▸ **Consigne**
Mettez à jour le passage sur le e-learning entre "Le e-learning me" et "délaisser ce concept." inclus, en remplaçant "programme sportif" par "programme de remise en forme".

▸ **Extrait du texte**
=====

Le e-learning, même s’il a le vent en poupe comme on dit, n’est pas selon moi la solution la plus adaptable à tous. Il demande une volonté, une auto-motivation et du temps régulier à consacrer. Difficile par ailleurs de personnaliser la formation et de s’adapter à ses besoins réels dans la mesure où les échanges avec les formateurs et les autres apprenants ne sont pas permis.
Le e-learning me fait penser à un programme sportif que l’on trouverait sur internet. On est motivé les premiers jours et puis, souvent, la solitude derrière l’écran et l’absence immédiat de retour ont tendance à nous faire délaisser ce concept.

=====

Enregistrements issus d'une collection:
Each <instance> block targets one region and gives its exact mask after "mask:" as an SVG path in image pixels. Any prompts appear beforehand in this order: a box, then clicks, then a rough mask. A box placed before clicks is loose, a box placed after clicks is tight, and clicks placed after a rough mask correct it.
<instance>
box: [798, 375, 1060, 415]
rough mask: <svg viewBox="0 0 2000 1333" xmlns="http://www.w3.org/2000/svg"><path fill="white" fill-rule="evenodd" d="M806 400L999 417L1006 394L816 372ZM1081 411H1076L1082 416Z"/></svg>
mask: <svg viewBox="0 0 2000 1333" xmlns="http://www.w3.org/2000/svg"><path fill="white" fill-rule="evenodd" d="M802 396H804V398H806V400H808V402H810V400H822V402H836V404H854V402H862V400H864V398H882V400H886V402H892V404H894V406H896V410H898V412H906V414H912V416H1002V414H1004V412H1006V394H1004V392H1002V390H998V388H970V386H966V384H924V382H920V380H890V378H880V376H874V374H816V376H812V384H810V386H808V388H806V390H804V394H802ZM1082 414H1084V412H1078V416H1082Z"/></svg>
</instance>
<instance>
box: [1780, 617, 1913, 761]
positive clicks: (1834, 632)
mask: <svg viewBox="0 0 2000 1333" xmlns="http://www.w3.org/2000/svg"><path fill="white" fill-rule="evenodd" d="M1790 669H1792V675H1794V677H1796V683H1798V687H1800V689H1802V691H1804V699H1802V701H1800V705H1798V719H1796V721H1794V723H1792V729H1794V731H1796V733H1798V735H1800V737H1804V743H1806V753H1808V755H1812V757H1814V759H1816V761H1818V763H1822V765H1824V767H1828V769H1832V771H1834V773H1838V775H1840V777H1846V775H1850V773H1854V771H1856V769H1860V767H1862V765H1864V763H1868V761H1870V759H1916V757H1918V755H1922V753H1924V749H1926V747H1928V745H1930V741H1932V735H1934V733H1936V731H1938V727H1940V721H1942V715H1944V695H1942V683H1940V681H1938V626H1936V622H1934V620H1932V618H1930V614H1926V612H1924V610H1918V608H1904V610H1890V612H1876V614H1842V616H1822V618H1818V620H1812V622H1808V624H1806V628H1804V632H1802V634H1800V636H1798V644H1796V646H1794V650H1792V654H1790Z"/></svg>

=====

▸ **Réponse**
Le e-learning me fait penser à un programme de remise en forme que l’on trouverait sur internet. On est motivé les premiers jours et puis, souvent, la solitude derrière l’écran et l’absence immédiat de retour ont tendance à nous faire délaisser ce concept.